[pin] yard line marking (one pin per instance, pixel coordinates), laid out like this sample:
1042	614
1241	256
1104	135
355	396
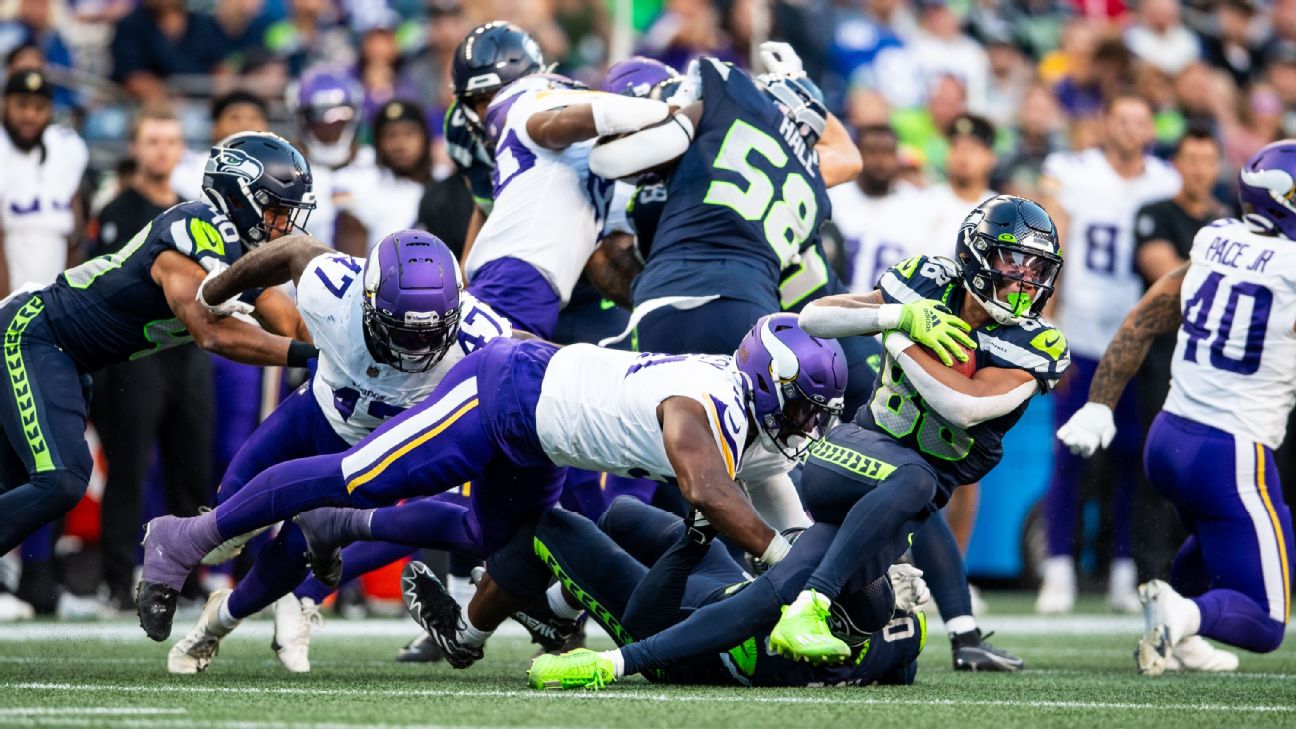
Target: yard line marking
88	711
743	697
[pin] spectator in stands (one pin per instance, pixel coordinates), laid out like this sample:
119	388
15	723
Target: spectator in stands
165	400
924	129
1160	38
161	39
373	200
40	222
380	65
1231	46
940	48
311	35
231	113
430	68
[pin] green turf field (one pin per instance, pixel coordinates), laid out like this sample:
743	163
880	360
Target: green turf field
1080	673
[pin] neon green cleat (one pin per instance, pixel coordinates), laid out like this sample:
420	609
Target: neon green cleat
802	632
581	668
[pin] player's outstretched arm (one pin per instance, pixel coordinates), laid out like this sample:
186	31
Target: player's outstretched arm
267	266
839	157
706	479
227	336
963	401
1157	313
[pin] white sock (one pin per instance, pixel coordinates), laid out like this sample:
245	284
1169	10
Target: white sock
809	597
618	662
471	636
960	624
460	588
224	619
559	603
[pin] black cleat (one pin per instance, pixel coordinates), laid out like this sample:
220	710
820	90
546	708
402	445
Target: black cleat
154	603
323	550
420	650
971	653
548	631
432	607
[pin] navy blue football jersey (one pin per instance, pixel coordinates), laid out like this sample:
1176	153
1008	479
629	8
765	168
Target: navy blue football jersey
747	188
109	309
959	455
471	156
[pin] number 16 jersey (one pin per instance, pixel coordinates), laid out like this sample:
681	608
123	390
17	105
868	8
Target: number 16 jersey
748	190
1234	362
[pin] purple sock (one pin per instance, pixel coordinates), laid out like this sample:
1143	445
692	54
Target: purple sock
277	567
432	523
1233	618
357	559
283	492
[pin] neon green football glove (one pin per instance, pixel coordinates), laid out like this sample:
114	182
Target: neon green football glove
932	324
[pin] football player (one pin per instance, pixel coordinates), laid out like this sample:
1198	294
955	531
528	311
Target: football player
927	427
1211	449
389	327
509	418
1095	193
138	301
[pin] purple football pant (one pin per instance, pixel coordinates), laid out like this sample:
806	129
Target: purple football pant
1237	563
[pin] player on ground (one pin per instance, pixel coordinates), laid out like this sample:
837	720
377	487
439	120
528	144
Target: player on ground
141	300
389	328
1211	449
1095	195
679	606
511	415
928	427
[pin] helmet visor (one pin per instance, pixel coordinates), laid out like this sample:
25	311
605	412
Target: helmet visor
1021	278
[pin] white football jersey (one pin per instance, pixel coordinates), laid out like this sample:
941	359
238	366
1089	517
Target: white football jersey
945	215
355	393
1099	284
598	410
38	204
1234	363
375	196
548	209
879	231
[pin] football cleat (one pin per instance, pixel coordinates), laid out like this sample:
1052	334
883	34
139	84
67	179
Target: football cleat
971	653
323	546
1164	618
420	650
193	653
802	632
432	607
294	619
231	548
1195	654
581	668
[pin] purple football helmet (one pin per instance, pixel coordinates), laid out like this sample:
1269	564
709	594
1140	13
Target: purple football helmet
327	103
797	382
1266	187
638	77
411	301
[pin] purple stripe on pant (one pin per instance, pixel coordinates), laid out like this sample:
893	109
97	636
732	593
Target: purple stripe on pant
1227	494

───

> Goal of the exercise
Can you switch every "cleat" in these lines to "shoe" and give all the lines back otherwise unchanged, with the pictures left out?

> The reply
[pin] yard line marking (one pin per instance, pixel coordinates), laid out like this sample:
1042	614
1241	256
1104	135
355	396
Target: yard line marking
88	711
743	697
[pin] spectator in stands (one pin per instance, pixel coordinates), laid out like this sample:
119	388
15	723
Target: spectator in stands
165	400
924	129
1160	38
161	39
373	200
40	222
380	65
1231	46
940	48
311	35
231	113
430	68
[pin] green turf field (one pin per instance, pixel coordinates), laid out like this sample:
743	163
880	360
Target: green turf field
1080	673
[pin] neon green shoe (one pin per instance, pixel coordinates), laid out like this sample:
420	609
Target: neon green shoe
802	632
581	668
[pin] player's outstretched arm (one pin per instance, pixel coordinates), laid out like this sample:
186	31
Target: player's outstretched arm
267	266
839	157
706	479
227	336
963	401
1157	313
[pin] white sock (one pin per instance, pixel coordinates), laid out like this sample:
245	284
1169	10
Target: white sock
809	597
618	662
471	636
960	624
460	588
224	619
559	603
[pin] black shoe (one pin per instance, pixel coordinates), laid out like this sample:
220	710
820	90
546	708
402	445
Target: black shoe
154	603
323	550
420	650
971	653
548	631
432	607
[pin] navy blue football jersey (one pin per instance, pixel coordinates), laid out like this sample:
1176	153
1008	479
629	8
765	168
Target: navy blue football jersey
747	188
109	309
959	455
471	156
[pin] number 16 jersey (one pin per instance, pixel coordinates), laid out like this sample:
681	608
123	390
17	105
868	8
Target: number 16 jersey
748	190
1234	362
[pin] purple sock (one pin per instance, pixel coordinates), laid out like this sample:
1143	445
692	54
Target: purple sock
277	567
432	523
1233	618
357	559
283	492
[pin] neon green football glove (one pin per instance, pixel coordinates), laid out like this sample:
114	182
Target: neon green football glove
932	324
[pin] football player (one pin per instance, pixel coordinates), laid out like this sample:
1198	294
955	531
528	311
Target: football player
927	427
1211	449
389	327
509	418
1095	193
138	301
[pin] purple football pant (one pin per instance, pixel coordinates), laid out like this sample:
806	129
Target: purple football pant
1237	563
[pin] player on ground (one pin per instance, pixel coordinates), laid out like this sample:
837	720
377	487
439	120
528	144
Target: player on ground
141	300
389	328
1211	449
1095	195
679	606
511	415
928	427
[pin] helmet visor (one pin per instance, pixel coordinates), laid out like this sample:
25	311
605	412
Target: helmet visor
1021	278
[pin] white football jersey (one pin per instance, pixel coordinates), laid out like this sample:
941	359
238	366
1089	517
Target: white football jersey
945	215
355	393
1099	284
598	410
38	204
1234	363
375	196
548	209
879	231
[pin] football shoe (one pin per instance, pixel coordinates), laid out like this sample:
1052	334
883	34
139	84
67	179
Target: football shoe
971	653
323	546
1164	618
420	650
193	653
802	632
432	607
294	619
231	548
1195	654
581	668
[pin] purple football helmet (one pin per instance, pixel coordinates), laid out like this sample:
1269	564
709	594
1140	13
Target: purple football helmet
327	103
797	382
1266	187
638	77
411	301
[pin] purple stripe on pant (one pin per instance, pixel coordinates), laid out like this sample:
893	109
97	636
732	593
Target: purple stripe on pant
1227	494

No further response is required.